*What to work on*. Every line in the listing is to be echoed verbatim.
==== Supplied data ====
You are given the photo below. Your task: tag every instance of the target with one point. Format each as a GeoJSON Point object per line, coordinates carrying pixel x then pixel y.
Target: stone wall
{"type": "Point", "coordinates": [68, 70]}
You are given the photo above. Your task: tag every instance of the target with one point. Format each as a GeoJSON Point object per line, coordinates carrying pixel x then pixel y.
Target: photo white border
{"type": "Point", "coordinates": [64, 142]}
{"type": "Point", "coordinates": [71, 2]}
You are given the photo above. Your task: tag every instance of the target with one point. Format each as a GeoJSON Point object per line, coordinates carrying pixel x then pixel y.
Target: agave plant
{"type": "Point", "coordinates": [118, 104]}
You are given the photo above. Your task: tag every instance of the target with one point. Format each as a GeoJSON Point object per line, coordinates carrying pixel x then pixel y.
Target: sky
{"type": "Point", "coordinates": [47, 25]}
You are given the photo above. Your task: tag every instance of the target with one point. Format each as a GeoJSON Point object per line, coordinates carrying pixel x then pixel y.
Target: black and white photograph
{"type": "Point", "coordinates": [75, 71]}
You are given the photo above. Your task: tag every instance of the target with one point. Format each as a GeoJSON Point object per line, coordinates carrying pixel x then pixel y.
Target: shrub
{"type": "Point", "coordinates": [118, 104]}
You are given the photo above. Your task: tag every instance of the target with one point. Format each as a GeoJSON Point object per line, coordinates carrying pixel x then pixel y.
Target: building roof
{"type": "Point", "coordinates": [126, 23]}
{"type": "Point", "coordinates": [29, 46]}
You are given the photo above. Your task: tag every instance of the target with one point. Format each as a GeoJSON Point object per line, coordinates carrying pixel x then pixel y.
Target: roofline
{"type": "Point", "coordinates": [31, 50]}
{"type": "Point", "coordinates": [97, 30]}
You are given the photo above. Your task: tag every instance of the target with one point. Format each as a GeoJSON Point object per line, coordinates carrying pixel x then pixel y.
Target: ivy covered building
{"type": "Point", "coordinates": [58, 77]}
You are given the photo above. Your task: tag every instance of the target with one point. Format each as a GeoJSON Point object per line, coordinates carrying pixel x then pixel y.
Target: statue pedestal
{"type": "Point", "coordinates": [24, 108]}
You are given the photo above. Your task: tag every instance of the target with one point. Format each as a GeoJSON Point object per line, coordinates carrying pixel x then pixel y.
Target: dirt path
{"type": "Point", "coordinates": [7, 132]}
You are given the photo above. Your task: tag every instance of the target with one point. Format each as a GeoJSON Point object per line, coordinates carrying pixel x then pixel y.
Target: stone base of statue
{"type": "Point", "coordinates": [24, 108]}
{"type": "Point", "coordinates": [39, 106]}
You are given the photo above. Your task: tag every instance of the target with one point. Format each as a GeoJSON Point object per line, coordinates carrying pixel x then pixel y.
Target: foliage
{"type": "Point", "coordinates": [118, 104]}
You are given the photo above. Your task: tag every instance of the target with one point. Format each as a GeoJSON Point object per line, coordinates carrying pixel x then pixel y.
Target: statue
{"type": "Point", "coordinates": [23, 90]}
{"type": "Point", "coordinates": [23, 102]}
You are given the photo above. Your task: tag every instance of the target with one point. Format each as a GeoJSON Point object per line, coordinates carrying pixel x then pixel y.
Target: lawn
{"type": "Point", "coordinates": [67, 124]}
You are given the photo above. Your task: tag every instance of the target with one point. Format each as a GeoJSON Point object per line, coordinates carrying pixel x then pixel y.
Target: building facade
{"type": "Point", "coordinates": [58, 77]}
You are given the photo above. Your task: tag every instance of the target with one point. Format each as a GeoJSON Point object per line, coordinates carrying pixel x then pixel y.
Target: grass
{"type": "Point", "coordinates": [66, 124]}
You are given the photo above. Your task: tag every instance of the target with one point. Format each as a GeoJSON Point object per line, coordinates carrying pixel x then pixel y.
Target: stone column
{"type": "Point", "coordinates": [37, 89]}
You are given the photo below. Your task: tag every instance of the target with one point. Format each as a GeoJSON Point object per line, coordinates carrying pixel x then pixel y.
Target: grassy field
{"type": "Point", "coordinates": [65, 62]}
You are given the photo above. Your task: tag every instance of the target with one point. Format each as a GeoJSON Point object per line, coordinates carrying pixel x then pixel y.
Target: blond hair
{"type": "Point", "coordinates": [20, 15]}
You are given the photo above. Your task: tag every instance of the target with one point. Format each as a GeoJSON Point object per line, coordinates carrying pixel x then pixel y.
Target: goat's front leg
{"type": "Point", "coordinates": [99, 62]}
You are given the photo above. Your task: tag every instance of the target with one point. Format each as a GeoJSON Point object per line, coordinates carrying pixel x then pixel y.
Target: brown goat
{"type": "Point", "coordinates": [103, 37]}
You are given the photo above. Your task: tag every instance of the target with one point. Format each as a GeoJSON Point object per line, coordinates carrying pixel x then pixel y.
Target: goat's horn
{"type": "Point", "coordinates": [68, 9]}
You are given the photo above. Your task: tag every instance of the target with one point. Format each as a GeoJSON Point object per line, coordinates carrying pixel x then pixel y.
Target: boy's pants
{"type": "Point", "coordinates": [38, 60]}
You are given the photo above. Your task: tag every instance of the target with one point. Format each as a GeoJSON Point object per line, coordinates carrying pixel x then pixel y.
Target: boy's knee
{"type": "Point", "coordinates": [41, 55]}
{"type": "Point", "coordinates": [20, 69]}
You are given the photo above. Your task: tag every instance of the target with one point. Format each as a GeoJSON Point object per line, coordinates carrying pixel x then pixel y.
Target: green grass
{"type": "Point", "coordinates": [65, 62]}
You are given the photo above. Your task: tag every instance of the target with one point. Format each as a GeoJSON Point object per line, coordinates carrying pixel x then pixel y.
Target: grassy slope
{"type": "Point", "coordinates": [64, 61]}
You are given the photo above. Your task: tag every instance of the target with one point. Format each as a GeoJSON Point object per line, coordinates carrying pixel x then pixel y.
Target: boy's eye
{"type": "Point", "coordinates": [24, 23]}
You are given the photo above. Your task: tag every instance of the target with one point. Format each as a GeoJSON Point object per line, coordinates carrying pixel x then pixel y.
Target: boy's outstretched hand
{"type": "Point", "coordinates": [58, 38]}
====
*Problem solution*.
You are given the photo below. Your task: tag every instance of the target with one point. Format each as a GeoJSON Point object per line, coordinates carrying pixel x then pixel y.
Target: stone wall
{"type": "Point", "coordinates": [68, 70]}
You are given the photo above. Your task: tag every instance of the target with one point. Format each as a GeoJSON Point object per line, coordinates carrying pixel x then pixel y.
Target: photo white border
{"type": "Point", "coordinates": [64, 142]}
{"type": "Point", "coordinates": [71, 2]}
You are given the photo above. Your task: tag every instance of the target with one point. Format each as a GeoJSON Point object per line, coordinates carrying pixel x then pixel y.
Target: agave plant
{"type": "Point", "coordinates": [118, 104]}
You are given the photo above. Your task: tag every instance of the target with one point. Format each as a GeoJSON Point object per line, coordinates carrying pixel x then pixel y.
Target: sky
{"type": "Point", "coordinates": [47, 25]}
You are given the photo above. Your task: tag every instance of the target with one point. Format each as a GeoJSON Point object per line, coordinates carrying pixel x then pixel y.
Target: black and white photograph
{"type": "Point", "coordinates": [75, 71]}
You are given the photo above. Your task: tag every instance of the target with one point. Format each as a GeoJSON Point object per line, coordinates carrying pixel x then pixel y.
Target: shrub
{"type": "Point", "coordinates": [118, 104]}
You are given the photo above. Your task: tag every instance of the target with one point. Format each as a GeoJSON Point object per line, coordinates carrying pixel x then pixel y.
Target: building roof
{"type": "Point", "coordinates": [126, 23]}
{"type": "Point", "coordinates": [29, 46]}
You are given the photo above. Your task: tag every instance of the target with one point. Format each as a GeoJSON Point object per line, coordinates carrying pixel x then pixel y.
Target: roofline
{"type": "Point", "coordinates": [31, 50]}
{"type": "Point", "coordinates": [97, 30]}
You are given the photo above. Your task: tag every instance of the target with one point. Format each as a GeoJSON Point object per line, coordinates carrying pixel x then pixel y.
Target: ivy covered building
{"type": "Point", "coordinates": [58, 77]}
You are given the photo above. Your task: tag every instance of the target with one point. Format each as a GeoJSON Point object per line, coordinates carrying pixel x then pixel y.
Target: statue pedestal
{"type": "Point", "coordinates": [24, 108]}
You are given the photo above. Your task: tag every instance of the target with one point. Format each as a GeoJSON Point object per line, coordinates carrying pixel x then pixel y.
Target: dirt path
{"type": "Point", "coordinates": [7, 132]}
You are given the photo above. Your task: tag every instance of the target with one point. Format each as a GeoJSON Point object per line, coordinates carrying pixel x then pixel y.
Target: stone base of statue
{"type": "Point", "coordinates": [24, 108]}
{"type": "Point", "coordinates": [39, 106]}
You are given the photo above. Your task: tag every instance of the target with one point. Format each as a GeoJSON Point object per line, coordinates carrying pixel x then pixel y.
Target: foliage
{"type": "Point", "coordinates": [118, 104]}
You are given the photo above. Your task: tag every instance of the target with one point. Format each as a GeoJSON Point object per line, coordinates carrying pixel x then pixel y.
Target: statue
{"type": "Point", "coordinates": [23, 90]}
{"type": "Point", "coordinates": [23, 102]}
You are given the photo above. Your task: tag every instance of the target with one point. Format each as a GeoJSON Point object per line, coordinates carrying pixel x then pixel y.
Target: lawn
{"type": "Point", "coordinates": [67, 124]}
You are given the photo above. Your task: tag every instance of the target with one point. Format each as a GeoJSON Point object per line, coordinates carrying pixel x then pixel y.
Target: building facade
{"type": "Point", "coordinates": [58, 77]}
You are given the photo above. Your task: tag every instance of the target with one point. Format each as a GeoJSON Point object per line, coordinates carrying pixel x then pixel y.
Target: grass
{"type": "Point", "coordinates": [66, 124]}
You are given the photo above. Your task: tag every instance of the target with one point. Format each as a GeoJSON Point object per line, coordinates carrying pixel x then pixel y.
Target: stone column
{"type": "Point", "coordinates": [37, 89]}
You are given the photo below. Your task: tag every instance of the target with one point. Format each as a GeoJSON Point object per line, coordinates carrying pixel x then pixel y.
Target: grassy field
{"type": "Point", "coordinates": [65, 62]}
You are given the photo above. Your task: tag every instance of the target with one point. Format each as a GeoJSON Point object per line, coordinates carrying pixel x then pixel y.
Target: blond hair
{"type": "Point", "coordinates": [20, 15]}
You are given the photo above. Your task: tag every instance of the target with one point. Format each as a GeoJSON Point object per line, coordinates carrying pixel x then pixel y.
Target: goat's front leg
{"type": "Point", "coordinates": [99, 62]}
You are given the photo above. Your task: tag every instance of the target with one point. Format each as a GeoJSON Point object per line, coordinates carrying pixel x then pixel y.
Target: brown goat
{"type": "Point", "coordinates": [103, 37]}
You are given the photo above. Your task: tag every instance of the target with one point. Format each as a GeoJSON Point object per line, coordinates carrying pixel x then pixel y.
Target: goat's horn
{"type": "Point", "coordinates": [68, 9]}
You are given the photo above. Your task: tag every instance of the target with one point. Format each as a GeoJSON Point object per line, coordinates carrying pixel x then pixel y.
Target: boy's pants
{"type": "Point", "coordinates": [38, 60]}
You are given the photo above. Your task: tag every instance of the target with one point. Format each as a GeoJSON Point object per line, coordinates carrying pixel x then pixel y.
Target: boy's knee
{"type": "Point", "coordinates": [41, 55]}
{"type": "Point", "coordinates": [20, 69]}
You are given the photo above. Your task: tag every instance of the target with one point. Format each as a GeoJSON Point object per line, coordinates carrying pixel x then pixel y.
Target: green grass
{"type": "Point", "coordinates": [65, 62]}
You are given the photo above. Your task: tag every instance of the target with one point. Format each as a GeoJSON Point object per line, coordinates carrying pixel x then pixel y.
Target: grassy slope
{"type": "Point", "coordinates": [64, 61]}
You are given the photo above. Your task: tag every instance of the target with one point. Format each as a GeoJSON Point object per line, coordinates carrying pixel x then pixel y.
Target: boy's eye
{"type": "Point", "coordinates": [24, 23]}
You are given the photo above. Your task: tag every instance of the target with one point. Format each as a GeoJSON Point object per line, coordinates carrying pixel x then pixel y.
Target: boy's outstretched hand
{"type": "Point", "coordinates": [58, 38]}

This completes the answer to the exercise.